*Text excerpt:*
***

My sympathies go out to Mrs Ward and her family in the circumstances that my hon. Friend has outlined to me, both in private and in public today. I can assure him that this matter will be reviewed. It is clearly a cross-Government matter, but it will be resolved by the summer at the latest.
My hon. Friend is right that there are great things happening in Stoke. We are working with the North Staffordshire Engineering Group to develop a sector-based work academy to fill those specialist engineering roles. A jobs fair is planned at Port Vale football club—[Interruption] —which is some people’s favourite football club, on 16 February, and Don-Bur, IAE and Rayne are all invited to attend. On 15 March, the DWP is also hosting a jobs fair at IAE’s new exhibition centre.
According to my friends at the Centre for Social Justice, around 700,000 people with no work requirement could go to work if given the right support. The Labour party put forward proposals. The Secretary of State’s spin doctors said they were cynical. Then, two days later, he briefed that he was going to copy them. So when will he introduce reforms to the work capability assessment and Access to Work to get more people back into the workplace?
The number of people claiming unemployment benefit has fallen in my constituency over the last year, but does the Minister agree that more needs to be done? Will he therefore support the jobs fair that I am holding on 3 February in partnership with the DWP, Halesowen business improvement district, Halesowen College and the Cornbow shopping centre in Halesowen so that we can get more people back into work?

***

*Listed entries:*

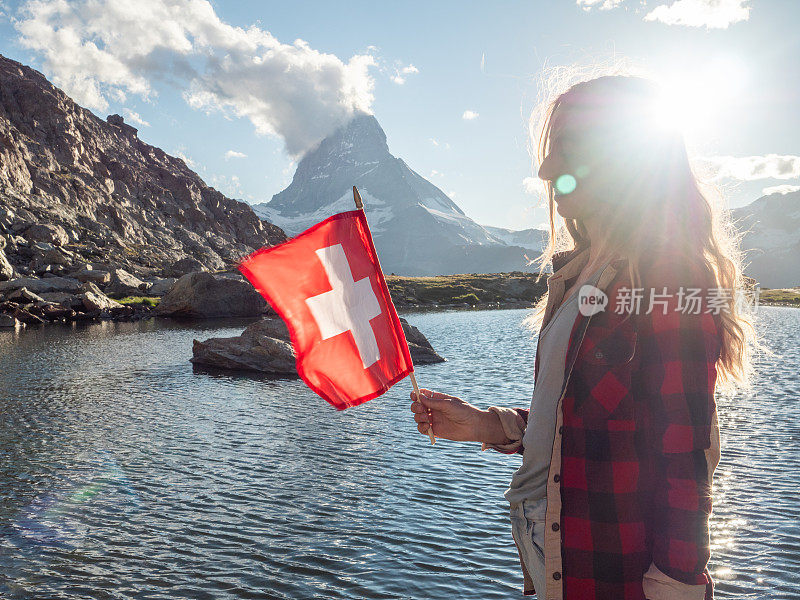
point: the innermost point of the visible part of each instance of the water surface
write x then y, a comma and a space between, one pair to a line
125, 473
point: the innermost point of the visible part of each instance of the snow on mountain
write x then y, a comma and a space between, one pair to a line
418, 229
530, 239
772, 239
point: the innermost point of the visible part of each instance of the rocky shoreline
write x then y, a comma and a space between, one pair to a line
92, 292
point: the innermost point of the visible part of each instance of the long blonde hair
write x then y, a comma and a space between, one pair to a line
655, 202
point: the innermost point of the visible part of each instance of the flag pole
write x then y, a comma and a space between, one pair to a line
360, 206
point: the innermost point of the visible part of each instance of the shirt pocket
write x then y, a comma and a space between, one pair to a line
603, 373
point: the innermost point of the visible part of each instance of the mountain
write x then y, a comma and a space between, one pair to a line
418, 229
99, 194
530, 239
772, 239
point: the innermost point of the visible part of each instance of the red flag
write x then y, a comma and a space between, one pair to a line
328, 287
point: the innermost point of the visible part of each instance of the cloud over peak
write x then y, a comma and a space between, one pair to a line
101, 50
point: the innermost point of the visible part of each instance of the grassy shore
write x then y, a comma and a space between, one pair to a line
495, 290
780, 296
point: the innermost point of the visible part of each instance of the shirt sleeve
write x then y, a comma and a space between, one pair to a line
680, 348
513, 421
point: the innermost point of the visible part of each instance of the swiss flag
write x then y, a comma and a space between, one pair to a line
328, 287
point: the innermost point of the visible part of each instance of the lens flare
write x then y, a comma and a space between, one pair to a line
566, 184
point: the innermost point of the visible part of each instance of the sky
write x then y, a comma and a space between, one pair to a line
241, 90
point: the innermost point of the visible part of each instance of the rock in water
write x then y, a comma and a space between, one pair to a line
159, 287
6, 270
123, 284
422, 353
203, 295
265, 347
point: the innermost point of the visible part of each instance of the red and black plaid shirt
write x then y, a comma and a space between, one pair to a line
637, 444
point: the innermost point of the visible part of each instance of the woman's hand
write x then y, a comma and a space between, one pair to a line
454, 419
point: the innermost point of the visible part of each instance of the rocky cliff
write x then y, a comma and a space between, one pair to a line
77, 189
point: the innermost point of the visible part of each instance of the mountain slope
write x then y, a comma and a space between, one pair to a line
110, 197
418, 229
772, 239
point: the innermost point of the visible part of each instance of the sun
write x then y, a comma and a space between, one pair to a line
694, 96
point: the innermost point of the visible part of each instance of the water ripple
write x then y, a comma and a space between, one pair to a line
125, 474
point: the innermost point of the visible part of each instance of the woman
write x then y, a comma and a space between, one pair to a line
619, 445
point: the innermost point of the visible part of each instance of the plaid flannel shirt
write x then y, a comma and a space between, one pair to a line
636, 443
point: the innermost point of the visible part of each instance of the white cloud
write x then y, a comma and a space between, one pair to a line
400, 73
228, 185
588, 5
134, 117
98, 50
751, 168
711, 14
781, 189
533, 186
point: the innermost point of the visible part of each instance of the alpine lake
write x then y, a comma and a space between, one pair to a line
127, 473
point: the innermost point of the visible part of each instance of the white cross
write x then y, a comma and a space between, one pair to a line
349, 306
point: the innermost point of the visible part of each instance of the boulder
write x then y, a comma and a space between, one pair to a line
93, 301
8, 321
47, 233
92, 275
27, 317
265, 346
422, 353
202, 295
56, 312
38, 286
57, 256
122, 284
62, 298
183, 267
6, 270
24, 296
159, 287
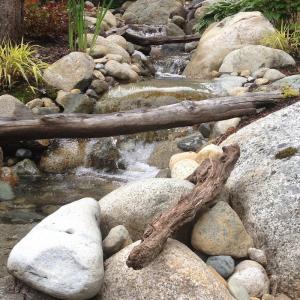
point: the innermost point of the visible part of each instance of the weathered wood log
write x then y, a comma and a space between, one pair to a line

***

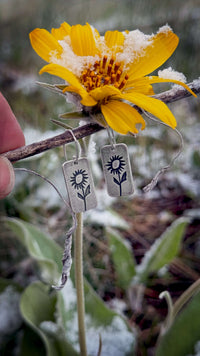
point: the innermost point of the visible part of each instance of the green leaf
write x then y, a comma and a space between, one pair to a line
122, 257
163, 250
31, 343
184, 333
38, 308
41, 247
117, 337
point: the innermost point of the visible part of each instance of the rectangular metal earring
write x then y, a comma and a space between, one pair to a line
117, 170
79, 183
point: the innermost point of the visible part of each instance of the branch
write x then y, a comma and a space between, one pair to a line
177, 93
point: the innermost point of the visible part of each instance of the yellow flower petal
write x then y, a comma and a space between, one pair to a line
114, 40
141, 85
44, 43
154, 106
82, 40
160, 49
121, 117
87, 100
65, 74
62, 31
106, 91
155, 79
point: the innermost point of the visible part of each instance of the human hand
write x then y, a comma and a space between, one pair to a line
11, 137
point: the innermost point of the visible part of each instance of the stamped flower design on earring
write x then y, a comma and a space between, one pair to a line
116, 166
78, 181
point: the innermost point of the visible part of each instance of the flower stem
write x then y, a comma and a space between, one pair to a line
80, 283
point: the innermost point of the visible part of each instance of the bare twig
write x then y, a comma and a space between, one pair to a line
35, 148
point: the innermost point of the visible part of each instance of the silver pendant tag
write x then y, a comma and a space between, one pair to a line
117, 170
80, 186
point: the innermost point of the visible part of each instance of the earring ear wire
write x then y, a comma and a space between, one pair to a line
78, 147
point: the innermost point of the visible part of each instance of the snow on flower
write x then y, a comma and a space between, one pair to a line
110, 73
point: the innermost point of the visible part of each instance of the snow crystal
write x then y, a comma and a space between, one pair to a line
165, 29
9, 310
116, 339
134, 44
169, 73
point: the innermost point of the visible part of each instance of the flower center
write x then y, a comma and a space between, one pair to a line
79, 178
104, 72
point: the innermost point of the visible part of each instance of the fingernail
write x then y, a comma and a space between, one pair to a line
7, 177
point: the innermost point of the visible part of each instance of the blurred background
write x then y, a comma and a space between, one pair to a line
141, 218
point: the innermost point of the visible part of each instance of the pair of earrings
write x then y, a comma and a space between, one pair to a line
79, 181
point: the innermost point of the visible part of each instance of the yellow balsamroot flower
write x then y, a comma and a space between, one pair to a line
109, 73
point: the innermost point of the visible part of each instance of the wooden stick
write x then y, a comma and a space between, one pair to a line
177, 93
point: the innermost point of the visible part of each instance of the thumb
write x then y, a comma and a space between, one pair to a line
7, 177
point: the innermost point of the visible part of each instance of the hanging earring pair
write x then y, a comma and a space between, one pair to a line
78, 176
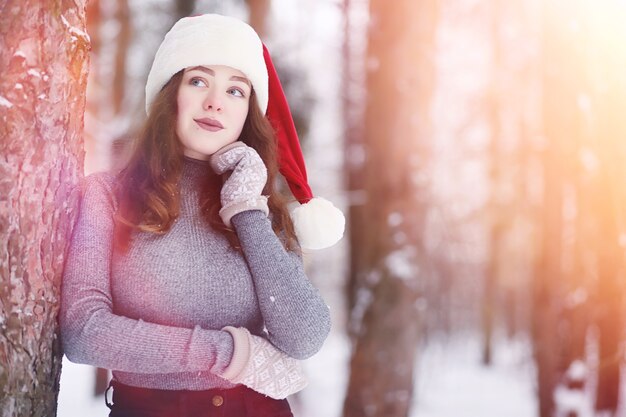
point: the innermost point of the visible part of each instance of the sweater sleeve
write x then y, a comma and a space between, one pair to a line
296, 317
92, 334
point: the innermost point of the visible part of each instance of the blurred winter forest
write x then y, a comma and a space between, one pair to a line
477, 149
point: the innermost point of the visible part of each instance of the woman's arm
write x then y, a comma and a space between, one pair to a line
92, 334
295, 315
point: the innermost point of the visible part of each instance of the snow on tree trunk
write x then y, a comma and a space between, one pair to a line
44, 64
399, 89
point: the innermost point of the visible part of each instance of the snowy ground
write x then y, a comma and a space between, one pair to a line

***

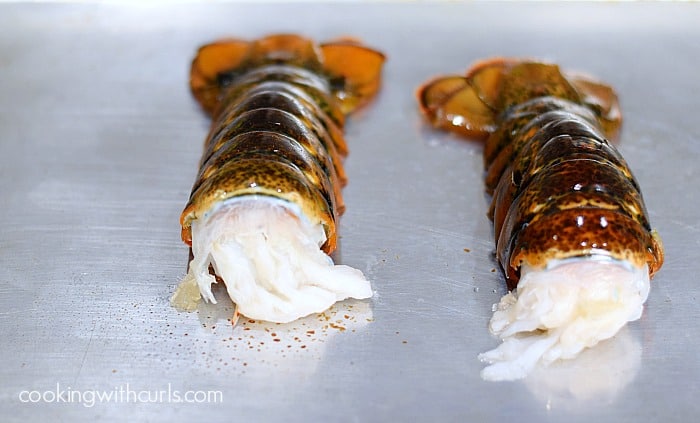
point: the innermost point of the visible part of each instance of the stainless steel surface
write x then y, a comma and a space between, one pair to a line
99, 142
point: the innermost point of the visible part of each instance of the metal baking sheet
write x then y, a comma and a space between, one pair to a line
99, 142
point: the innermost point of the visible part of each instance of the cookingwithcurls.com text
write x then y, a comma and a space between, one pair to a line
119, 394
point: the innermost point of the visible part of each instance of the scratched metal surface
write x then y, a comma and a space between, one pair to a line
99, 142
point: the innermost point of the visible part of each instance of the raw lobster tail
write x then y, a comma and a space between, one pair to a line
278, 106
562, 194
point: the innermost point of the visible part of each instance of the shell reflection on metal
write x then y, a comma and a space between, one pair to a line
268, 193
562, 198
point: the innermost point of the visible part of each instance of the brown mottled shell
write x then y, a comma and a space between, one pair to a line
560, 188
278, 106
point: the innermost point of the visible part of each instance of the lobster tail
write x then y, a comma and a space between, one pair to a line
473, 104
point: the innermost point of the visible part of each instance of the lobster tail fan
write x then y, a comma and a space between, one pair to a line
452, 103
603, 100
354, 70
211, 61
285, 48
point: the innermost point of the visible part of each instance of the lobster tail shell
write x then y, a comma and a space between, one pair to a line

***

*What you need to do:*
• A. In the parliamentary exchange, on what date is the jobs fair at Port Vale football club planned?
• B. List every organization that the parliamentary exchange names as a partner in the jobs fair being held on 3 February.
• C. Carry the parliamentary exchange forward from its last sentence.
The entries have no connection to the parliamentary exchange.

*Results in order:*
• A. 16 February.

• B.
- The DWP
- Halesowen business improvement district
- Halesowen College
- The Cornbow shopping centre in Halesowen

• C.
I welcome my hon. Friend’s work in Halesowen. He is right that jobs fairs, not just by the DWP but by individual Members of Parliament, are a vital way to drive greater employment. He is also right to say that the in-work progression offer that we are developing will truly make a difference to those already in work.
I will stand up for our jobcentres, which are providing fantastic employment to people up and down the country. On top of that, we are doing the in-work progression offer, about which the Labour party, as usual, has absolutely nothing to say.
Unemployment is falling in Grimsby, but it still stands at 5.1% compared with the UK national rate of 3.7%. What is the Department doing to make sure that we can get more people into work when we have the vacancies?
My hon. Friend is a doughty champion for Grimsby and will be pleased to know that an adult social care jobs fair, with 10 employers in attendance, will take place on Wednesday, and a whole host of events will take place every single day during apprenticeship week in two weeks’ time. We are also rolling out the in-work progression offer to Grimsby, starting in March, which genuinely will make a difference and promote greater employment.
Attention deficit hyperactivity disorder and autism are severely underdiagnosed in women and girls, and are often misdiagnosed as mood disorders. What discussions have Ministers had with the Health and Social Care Secretary about the impact this is having on women’s ability to access and maintain employment, and what steps will be taken to support them?